DO THIS.
Give the lines below as a numbered list, leaving out blank lines and any pictures.

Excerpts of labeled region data

○ ○ ○

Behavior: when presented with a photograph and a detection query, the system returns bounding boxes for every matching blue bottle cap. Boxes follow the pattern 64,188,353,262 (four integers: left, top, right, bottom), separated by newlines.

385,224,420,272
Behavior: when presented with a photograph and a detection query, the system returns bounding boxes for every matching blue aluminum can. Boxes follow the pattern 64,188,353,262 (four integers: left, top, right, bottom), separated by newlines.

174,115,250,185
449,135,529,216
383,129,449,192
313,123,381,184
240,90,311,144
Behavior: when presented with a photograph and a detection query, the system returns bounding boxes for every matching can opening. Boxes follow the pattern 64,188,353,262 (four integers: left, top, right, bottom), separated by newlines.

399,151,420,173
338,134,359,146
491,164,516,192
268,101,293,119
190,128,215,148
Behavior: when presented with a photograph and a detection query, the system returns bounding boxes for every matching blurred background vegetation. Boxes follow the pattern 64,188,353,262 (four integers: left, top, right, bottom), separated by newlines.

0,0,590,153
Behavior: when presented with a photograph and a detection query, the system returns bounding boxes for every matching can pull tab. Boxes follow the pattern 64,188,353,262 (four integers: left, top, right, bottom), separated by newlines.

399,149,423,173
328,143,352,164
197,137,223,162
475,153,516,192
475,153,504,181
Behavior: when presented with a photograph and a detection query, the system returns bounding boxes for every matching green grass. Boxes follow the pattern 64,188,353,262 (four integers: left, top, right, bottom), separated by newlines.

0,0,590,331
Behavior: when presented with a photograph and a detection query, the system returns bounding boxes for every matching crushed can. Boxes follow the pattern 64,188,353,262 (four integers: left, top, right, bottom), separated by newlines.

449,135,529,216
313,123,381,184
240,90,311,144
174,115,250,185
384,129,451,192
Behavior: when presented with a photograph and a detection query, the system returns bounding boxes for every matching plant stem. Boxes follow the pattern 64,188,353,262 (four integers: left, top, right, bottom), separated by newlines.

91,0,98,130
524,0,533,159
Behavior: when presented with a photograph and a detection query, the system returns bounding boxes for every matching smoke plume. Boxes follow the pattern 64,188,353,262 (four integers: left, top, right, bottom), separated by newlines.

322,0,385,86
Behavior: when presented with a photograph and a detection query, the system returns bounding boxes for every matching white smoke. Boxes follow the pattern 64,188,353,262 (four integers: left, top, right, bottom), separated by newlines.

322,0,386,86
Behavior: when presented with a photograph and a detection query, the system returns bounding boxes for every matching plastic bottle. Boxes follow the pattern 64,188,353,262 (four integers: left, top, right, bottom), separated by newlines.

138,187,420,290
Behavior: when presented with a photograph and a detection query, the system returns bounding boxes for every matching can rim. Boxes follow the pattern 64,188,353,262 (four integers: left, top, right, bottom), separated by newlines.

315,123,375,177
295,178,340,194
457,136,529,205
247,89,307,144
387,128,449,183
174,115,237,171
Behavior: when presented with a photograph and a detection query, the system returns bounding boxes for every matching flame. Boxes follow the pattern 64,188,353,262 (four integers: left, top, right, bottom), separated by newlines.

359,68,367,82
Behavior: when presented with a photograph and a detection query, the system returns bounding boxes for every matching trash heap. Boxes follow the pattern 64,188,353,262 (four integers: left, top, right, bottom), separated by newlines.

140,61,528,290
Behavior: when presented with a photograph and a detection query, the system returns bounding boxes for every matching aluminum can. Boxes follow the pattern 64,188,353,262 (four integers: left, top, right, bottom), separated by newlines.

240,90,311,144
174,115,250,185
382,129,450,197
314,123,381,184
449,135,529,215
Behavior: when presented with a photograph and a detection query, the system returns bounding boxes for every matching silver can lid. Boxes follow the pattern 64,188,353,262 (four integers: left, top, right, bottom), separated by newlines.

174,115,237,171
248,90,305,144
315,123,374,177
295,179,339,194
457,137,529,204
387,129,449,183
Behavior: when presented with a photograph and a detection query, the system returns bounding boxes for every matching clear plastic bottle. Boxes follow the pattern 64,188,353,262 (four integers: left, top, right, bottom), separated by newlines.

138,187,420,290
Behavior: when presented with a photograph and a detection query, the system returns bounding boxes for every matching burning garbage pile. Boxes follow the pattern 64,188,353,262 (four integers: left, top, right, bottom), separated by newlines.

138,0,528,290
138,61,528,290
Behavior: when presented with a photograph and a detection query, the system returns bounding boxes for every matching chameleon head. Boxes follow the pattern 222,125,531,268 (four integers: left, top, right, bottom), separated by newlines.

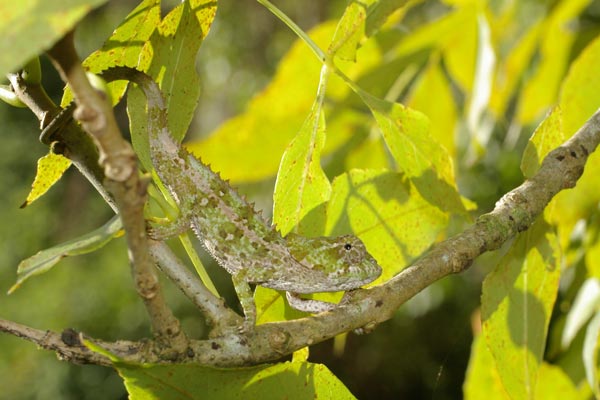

○ ○ ○

ANSWER.
1. Behavior: when presented with a photograph and a detection query, the system returns bounding boxes for every matching blue bottle cap. Boxes follow the pattern 64,188,353,262 (four integers: left, top, right, bottom), separated by newlines.
2. 385,224,420,272
3. Behavior: when presented with a photograph and a detection query, the system returns bounding boxes for every matching blue aluminum can. Boxes follow the pattern 64,188,353,262 (four integers: left, top, right, bottom), separated by newlines.
4. 174,115,250,185
5. 449,135,529,216
6. 383,129,449,192
7. 313,123,381,184
8. 240,90,311,144
9. Behavior: when presented with a photograph and a detection query, the system returns bounding boxes for every matching can opening. Boxes follow the pattern 64,188,353,262 (four integers: left, top, right, bottom), separated by newlines.
10. 399,151,420,173
11. 338,134,359,146
12. 491,164,516,192
13. 268,101,293,119
14. 190,128,215,148
15. Behavior: when presented with a photograph and a detection query, the system returns bounding boxes for every matching blurred background vegetation. Boxes follow the pattern 64,188,353,262 (four integers: left, top, right, bottom), separated by newlines.
16. 0,0,590,153
17. Behavior: when presented with a photograph and a detection query, the system returns bounding boxes for every matching can pull tab. Boxes follow the pattern 64,188,353,262 (four integers: left, top, right, bottom), separated by newlines.
18. 399,149,423,173
19. 328,143,352,164
20. 197,137,223,162
21. 475,153,516,192
22. 475,153,504,181
23. Behavior: when presented with a photograph and a detection query, the system returns bounding boxes for every matching green grass. Boxes follow the pattern 64,188,353,262 (four integers: left, top, right, bottom), separated by newlines.
24. 0,0,590,331
25. Behavior: when presented with a photograph and a detection query, the system returns bounding boxes for every matching crushed can. Boxes follow the pattern 64,188,353,262 (four integers: left, top, right, bottom), separated by newlines.
26. 449,135,529,216
27. 313,123,381,184
28. 240,90,311,144
29. 174,115,250,185
30. 384,129,451,192
31. Behavior: when presented with a photograph and a detection query, the system returns bounding boxes for every matching plant stem. Boxes follow the pattern 64,188,353,262 (four integers: left, top, right, bottom), separated by newlines.
32. 91,0,98,130
33. 524,0,533,159
34. Behavior: when presented with a photograph and a detection query, the system returns bounding boxes for every matching smoke plume. Boxes follow the pattern 64,188,353,262 (four integers: left, top, right, bottom), separated by newlines.
35. 322,0,385,86
36. Behavior: when presented with a photograph and a detection query, the system returns bounding boxes for every matching white smoke. Boxes follow the pattern 64,188,353,262 (four integers: left, top, right, bottom), separated by newlines.
37. 322,0,386,86
38. Behavior: when presented with a photograph and a detection query, the system returns bounding boxes for every matching plastic bottle. Boxes follow the pattern 64,188,353,262 (four integers: left, top, right, bottom), separated by newlines.
39. 138,187,420,290
40. Behavior: when presented with a photograph and a detection query, the system returns bounding boxes for every matching can rim. Boxes follow the pattern 64,188,353,262 (four integers: left, top, right, bottom), separated by newlines.
41. 315,123,375,177
42. 295,178,340,194
43. 457,136,529,205
44. 247,89,307,144
45. 387,128,449,183
46. 174,115,237,171
47. Behavior: when presented with a photograph and a detection query, the system returns bounding boxes for every matching flame. Boxes follow the pattern 64,188,353,262 (four integers: left, top, right, bottom), separated by newlines.
48. 359,68,367,82
49. Behavior: when presented with a photograph and a detection query, the system returns bounding boxes for every matching trash heap. Boxes follow the pattern 64,188,353,262 (four integers: left, top, right, bottom), separated by newlines.
50. 140,61,528,290
51. Behavior: when presented with a photograph and a detection query, the system returns bounding boxes for every matching aluminum can. Boxes follow the pattern 64,188,353,262 (four integers: left, top, right, bottom), separated by newlines.
52. 240,90,311,144
53. 174,115,250,185
54. 382,129,450,197
55. 314,123,381,184
56. 449,135,529,215
57. Behavior: when presented with a photograph and a detection query, the system returns bounding boxes for every matching silver can lid. Boxes follow the pattern 64,188,353,262 (four integers: left, top, right, bottom), separated by newlines.
58. 174,115,237,171
59. 248,90,305,144
60. 315,123,374,177
61. 295,179,339,194
62. 457,137,529,204
63. 387,129,449,183
64. Behavior: when presented with a photograph and a detection query, the system returns bounding boxes for every matching clear plastic bottle. Boxes follow the pattern 64,188,353,262 (four integers: left, top, right, bottom), separated by newlines.
65. 138,187,420,290
66. Behavior: when presented with a photograph and a detection query, the system returns bounding boxes for every matching burning garbage pile. Boxes follow the pattern 64,188,353,262 (four integers: left, top, right, bottom), separated by newlines.
67. 138,0,528,290
68. 138,61,528,290
69. Behavior: when presented with a photograph and a detection query, the system returns bounding boxes for every matching chameleon head. Boxes follow the pattern 222,125,531,268 (four integers: left, top, right, bottom), separated by newlines.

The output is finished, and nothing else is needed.